## Material for this exercise
BEGIN

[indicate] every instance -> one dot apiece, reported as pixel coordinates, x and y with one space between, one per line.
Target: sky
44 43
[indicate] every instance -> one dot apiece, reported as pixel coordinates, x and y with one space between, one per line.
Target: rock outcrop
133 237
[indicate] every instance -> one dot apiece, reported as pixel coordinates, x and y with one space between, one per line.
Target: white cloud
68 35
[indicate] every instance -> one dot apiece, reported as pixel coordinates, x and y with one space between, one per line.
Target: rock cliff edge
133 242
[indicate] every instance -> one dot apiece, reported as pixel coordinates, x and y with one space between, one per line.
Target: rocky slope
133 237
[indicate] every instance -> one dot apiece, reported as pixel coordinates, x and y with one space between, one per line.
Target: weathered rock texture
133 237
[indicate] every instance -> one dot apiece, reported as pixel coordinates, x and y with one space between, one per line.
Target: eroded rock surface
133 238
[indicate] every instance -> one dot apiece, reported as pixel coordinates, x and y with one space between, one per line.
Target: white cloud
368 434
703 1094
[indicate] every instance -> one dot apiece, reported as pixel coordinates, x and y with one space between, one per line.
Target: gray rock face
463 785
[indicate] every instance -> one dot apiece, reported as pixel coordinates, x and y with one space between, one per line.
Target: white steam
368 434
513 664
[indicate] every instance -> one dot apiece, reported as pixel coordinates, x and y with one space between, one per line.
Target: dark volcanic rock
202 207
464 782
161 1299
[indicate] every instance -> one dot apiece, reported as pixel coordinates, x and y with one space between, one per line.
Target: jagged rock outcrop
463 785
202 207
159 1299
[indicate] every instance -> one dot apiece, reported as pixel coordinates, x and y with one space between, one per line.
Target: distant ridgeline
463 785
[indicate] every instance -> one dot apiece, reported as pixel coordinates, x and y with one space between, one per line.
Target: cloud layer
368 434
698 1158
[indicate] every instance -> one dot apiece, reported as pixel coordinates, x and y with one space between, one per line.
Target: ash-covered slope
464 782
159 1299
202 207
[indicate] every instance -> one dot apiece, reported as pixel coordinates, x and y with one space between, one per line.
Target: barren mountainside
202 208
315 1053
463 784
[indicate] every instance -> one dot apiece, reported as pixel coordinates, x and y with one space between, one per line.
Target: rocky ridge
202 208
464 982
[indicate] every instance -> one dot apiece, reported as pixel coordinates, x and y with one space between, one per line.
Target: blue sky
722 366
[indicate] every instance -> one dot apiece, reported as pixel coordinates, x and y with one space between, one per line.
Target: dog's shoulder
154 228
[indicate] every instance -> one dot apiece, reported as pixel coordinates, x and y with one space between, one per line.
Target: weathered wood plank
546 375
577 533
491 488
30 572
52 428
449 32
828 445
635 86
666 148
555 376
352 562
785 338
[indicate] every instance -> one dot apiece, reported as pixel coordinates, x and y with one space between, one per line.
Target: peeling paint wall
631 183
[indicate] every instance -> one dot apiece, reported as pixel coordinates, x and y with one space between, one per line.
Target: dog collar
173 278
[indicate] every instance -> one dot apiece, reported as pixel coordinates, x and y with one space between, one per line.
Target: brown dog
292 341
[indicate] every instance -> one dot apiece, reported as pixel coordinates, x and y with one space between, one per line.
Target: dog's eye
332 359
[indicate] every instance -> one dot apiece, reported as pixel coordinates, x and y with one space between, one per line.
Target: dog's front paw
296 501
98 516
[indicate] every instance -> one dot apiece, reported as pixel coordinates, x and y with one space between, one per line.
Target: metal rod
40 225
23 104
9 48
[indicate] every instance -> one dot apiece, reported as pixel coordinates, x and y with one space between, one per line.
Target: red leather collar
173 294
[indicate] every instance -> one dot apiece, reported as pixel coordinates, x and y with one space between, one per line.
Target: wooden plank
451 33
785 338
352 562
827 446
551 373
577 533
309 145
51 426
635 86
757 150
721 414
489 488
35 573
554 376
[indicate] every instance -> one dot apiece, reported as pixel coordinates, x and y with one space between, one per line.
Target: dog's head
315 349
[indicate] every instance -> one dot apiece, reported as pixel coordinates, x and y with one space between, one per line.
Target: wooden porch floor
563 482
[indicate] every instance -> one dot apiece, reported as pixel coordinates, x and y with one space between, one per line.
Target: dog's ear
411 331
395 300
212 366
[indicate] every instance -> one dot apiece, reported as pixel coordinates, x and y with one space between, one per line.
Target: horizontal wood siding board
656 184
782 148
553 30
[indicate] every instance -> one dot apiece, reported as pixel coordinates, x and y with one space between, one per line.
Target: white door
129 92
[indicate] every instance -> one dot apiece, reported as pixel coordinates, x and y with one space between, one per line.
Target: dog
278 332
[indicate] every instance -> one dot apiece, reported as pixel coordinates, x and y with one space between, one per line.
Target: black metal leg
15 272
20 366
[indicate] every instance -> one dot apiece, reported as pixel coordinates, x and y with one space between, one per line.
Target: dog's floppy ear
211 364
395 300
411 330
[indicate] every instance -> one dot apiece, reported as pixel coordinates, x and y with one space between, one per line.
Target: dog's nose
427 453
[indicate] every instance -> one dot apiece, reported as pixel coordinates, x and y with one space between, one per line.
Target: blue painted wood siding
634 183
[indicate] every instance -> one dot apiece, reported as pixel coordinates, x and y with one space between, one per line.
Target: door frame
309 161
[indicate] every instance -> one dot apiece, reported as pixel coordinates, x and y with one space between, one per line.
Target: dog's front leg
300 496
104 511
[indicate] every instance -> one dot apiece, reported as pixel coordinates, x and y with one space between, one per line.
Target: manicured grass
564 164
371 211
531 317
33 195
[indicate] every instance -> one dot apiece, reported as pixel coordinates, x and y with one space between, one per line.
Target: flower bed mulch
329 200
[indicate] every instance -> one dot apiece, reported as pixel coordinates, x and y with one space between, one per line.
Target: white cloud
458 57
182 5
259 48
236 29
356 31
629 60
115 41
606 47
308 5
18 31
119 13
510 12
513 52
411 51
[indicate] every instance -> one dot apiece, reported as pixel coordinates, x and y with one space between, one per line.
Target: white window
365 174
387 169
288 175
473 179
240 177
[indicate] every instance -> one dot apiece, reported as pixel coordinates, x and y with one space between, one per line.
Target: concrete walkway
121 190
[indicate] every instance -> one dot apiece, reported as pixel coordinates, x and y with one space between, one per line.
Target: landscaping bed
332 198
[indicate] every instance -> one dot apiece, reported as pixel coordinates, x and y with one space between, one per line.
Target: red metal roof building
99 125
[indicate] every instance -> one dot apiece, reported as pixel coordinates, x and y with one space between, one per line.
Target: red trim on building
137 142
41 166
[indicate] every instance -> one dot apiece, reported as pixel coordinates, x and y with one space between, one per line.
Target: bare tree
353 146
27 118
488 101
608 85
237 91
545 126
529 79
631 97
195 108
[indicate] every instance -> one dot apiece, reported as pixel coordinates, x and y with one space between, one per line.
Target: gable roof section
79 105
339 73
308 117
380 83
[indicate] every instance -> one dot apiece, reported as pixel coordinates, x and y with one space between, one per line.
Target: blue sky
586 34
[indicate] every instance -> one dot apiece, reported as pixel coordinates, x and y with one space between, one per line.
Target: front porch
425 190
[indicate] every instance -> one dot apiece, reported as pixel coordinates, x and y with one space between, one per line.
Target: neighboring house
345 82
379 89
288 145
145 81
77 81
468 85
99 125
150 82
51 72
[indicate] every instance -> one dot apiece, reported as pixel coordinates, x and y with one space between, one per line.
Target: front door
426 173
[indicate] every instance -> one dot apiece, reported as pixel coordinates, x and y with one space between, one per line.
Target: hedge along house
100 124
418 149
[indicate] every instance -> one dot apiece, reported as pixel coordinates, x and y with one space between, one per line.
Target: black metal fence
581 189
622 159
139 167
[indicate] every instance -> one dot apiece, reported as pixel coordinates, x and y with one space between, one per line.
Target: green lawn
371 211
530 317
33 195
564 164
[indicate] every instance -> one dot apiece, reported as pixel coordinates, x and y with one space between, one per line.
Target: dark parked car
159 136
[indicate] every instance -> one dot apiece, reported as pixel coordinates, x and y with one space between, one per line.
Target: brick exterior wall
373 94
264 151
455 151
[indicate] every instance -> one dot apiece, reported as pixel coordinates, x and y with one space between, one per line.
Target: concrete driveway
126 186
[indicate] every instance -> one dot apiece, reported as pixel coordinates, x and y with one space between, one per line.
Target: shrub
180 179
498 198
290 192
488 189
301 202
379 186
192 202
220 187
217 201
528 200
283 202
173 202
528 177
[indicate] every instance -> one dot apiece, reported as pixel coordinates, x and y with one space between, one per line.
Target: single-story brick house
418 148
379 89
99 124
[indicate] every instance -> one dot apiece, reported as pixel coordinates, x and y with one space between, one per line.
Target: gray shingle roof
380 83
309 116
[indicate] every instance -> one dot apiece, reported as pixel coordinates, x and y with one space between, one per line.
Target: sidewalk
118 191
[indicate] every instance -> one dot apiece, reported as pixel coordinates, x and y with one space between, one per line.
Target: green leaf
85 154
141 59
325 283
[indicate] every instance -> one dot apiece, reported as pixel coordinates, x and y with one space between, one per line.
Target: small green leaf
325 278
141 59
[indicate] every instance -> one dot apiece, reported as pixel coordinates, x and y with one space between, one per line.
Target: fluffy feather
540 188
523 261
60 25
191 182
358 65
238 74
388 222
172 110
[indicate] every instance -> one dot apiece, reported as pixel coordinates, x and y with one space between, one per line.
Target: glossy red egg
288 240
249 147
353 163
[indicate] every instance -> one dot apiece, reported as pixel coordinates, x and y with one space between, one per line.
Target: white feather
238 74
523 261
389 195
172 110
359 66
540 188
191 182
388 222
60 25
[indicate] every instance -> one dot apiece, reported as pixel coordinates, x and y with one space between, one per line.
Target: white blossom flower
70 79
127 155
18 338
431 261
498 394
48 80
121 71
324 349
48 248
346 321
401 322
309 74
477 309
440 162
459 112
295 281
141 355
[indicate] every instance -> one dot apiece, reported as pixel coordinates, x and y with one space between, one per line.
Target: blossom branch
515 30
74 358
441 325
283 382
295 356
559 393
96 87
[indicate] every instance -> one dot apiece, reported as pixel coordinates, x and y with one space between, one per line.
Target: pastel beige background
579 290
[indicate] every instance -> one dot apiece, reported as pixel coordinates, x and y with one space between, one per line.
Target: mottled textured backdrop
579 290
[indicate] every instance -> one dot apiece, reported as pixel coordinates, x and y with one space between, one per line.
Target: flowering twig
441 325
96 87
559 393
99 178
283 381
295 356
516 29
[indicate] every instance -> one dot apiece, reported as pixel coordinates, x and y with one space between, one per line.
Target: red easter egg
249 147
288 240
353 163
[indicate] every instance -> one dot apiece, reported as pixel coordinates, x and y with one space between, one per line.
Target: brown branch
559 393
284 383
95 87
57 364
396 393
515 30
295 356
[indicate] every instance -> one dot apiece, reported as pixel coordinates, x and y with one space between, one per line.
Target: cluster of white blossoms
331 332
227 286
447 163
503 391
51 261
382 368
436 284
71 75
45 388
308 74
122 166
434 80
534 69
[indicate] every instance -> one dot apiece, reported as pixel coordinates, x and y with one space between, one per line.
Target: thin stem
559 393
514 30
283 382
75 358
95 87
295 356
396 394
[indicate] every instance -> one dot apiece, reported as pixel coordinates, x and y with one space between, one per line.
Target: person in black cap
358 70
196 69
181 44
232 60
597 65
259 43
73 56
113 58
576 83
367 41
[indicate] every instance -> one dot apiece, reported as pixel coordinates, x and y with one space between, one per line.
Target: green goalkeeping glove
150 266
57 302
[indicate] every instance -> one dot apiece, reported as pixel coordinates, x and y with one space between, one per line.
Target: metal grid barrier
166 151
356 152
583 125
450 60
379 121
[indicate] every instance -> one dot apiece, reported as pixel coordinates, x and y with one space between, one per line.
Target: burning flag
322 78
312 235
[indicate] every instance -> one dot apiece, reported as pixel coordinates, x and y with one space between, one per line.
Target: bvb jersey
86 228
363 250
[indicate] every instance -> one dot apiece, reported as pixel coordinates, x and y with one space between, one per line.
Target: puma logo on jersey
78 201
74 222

END

## Task instructions
Collect every line in the listing above that contains the string "siding", copying each line in full. Match case exactly.

## Result
Target: horizontal wood siding board
Target: blue painted wood siding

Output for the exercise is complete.